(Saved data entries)
----------------

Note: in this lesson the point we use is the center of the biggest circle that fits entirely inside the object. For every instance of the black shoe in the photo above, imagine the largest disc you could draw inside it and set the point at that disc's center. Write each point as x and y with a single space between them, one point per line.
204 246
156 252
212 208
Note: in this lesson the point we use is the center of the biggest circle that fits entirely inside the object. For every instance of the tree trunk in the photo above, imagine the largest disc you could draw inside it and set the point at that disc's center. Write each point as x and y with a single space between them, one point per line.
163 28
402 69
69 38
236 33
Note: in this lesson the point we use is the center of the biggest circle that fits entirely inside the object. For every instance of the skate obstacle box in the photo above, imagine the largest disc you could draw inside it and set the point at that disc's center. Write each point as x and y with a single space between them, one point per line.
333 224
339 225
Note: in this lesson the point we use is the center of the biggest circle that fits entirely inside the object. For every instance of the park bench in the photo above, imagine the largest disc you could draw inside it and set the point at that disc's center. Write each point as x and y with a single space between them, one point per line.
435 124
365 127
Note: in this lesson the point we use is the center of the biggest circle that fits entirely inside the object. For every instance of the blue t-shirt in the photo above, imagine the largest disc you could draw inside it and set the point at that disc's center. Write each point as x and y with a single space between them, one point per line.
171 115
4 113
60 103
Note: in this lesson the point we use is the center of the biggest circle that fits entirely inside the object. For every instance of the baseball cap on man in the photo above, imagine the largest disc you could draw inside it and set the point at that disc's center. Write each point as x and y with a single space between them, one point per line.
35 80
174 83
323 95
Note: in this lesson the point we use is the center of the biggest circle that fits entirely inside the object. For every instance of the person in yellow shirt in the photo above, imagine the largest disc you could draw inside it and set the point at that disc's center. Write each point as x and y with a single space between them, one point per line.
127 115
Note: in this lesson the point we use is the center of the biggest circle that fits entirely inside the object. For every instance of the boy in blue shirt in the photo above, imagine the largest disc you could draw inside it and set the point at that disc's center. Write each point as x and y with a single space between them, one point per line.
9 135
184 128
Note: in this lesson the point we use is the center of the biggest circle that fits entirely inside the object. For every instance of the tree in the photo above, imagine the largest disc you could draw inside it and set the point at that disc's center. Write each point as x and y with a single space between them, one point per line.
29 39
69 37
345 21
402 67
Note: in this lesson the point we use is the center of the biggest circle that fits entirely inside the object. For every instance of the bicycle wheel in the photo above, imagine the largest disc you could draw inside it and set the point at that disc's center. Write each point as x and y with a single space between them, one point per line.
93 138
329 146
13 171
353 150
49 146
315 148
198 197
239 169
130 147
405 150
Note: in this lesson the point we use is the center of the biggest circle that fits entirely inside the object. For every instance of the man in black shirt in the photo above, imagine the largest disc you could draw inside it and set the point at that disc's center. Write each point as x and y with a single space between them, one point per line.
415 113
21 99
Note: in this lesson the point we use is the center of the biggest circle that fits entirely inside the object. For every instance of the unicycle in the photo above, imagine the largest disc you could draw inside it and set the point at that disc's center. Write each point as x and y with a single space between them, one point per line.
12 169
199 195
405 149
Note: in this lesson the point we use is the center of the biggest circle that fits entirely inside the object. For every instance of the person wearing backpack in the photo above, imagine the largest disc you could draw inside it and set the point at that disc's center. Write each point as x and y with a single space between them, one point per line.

----------------

- **Task requirements**
Write out each line of the data above again, exactly as given.

- **Written response**
Note: in this lesson the point we use is the center of the biggest circle that fits entirely inside the object. For every instance of the black shoe in the photo above, imagine the largest disc you could draw inside it and set the point at that disc's center. Write each point as x and y with a single space between them, one point per line.
204 246
156 252
212 208
Note: in this lesson the point we use is the center of the biggest circle that fits entirely inside the object. For every instance of the tree trunk in the photo above, imagine the largest disc you could draw inside it and set the point at that disc's center. Write each point as x and y with a single space between them, one point per line.
163 28
402 69
69 38
236 33
Note: in this lesson the point we use is the center of the biggest circle that fits entirely inside the object. For every instance of the skate obstacle box in the photo above, imagine the largest disc you could draw inside it and set the point at that disc's center. Write each point as x and y with a single space between them, one point per line.
333 224
339 225
Note: in this lesson the point we use is the center of the biggest circle that fits entirely inside the object. For every instance of the park bench in the photo above, imagine the largest disc you could draw inside it and set the point at that disc's center. Write each point as x and y with a single space between them, one point per line.
435 124
365 127
Note: in this lesson the point we use is the center of the biggest circle that fits entirely inside the object. For every instance of the blue t-shirt in the photo above, imagine the largest disc you could draw inside it and set the point at that disc's center. Write each point as x and y with a single space between them, one point per line.
171 115
4 113
60 103
Note: in this lesson the point we use is the center of the biggest circle that fits entirely inside the object. For every instance of the baseball cap on man in the photo above, imagine the largest disc you could draw inside it and set the point at that disc's center. Write each point as x and y with a single space between them, one point per line.
35 80
174 83
323 95
Note: in this lesson the point we use is the center of the biggest circle that fits entirely inside the object. For every instance of the person in yellow shirt in the photo above, imagine the largest disc you could draw inside it and set the point at that disc's center. Write each point as x and y with a single space between them, one point per line.
127 115
Note: in this lesson the point we use is the center of the biggest circle that fits entirely inside the object. For every instance of the boy in blue shirt in the photo above, imagine the largest disc you could draw inside it and set the point at that disc's center. Write each point as x and y with a single space between them, one point per line.
9 135
184 128
Note: in this lesson the point we use is the center of the biggest circle that fits entirely inside the object. For every instance of the tree in the photo above, imagine the largest disc you could draw inside it and set the point at that disc's center. Write each point as x and y with a single space between them, one point per line.
29 39
69 37
345 21
402 67
Note: in this lesson the point we use is the center of the biggest circle that fits entirely inside the object. For every instance of the bicycle wheel in the photo above, imagine the largest disc you could draw inside it and set the point at that disc's center. Write each point as x and y with a single space between them, one point per line.
93 138
329 146
13 171
353 150
49 146
315 148
198 197
239 169
130 147
405 150
Note: in this lesson the point we use is the center of the biggest circle that fits entirely inside the object. For every instance of the man in black shirt in the photo above, imagine the largest disc you could draw inside it and set the point at that disc's center. Write each point as x and y with a single space between them, one point per line.
415 113
21 99
Note: in this lesson the point we use is the center of the biggest circle that fits entirely inside the object. For every instance of the unicycle in the photo above, imagine the largest disc you could draw inside it and set the point at that disc's center. Write each point as x and y with a single space between them, one point per line.
12 169
199 195
405 149
Note: in this lesson the point we use is the center of the biggest circle that fits entirely inside the object. For every instance of the person wearing backpack in the photo above, imagine the largest disc you could draw inside it and set the point at that disc's center. Write each point as x and y with a single space between them, one point per line.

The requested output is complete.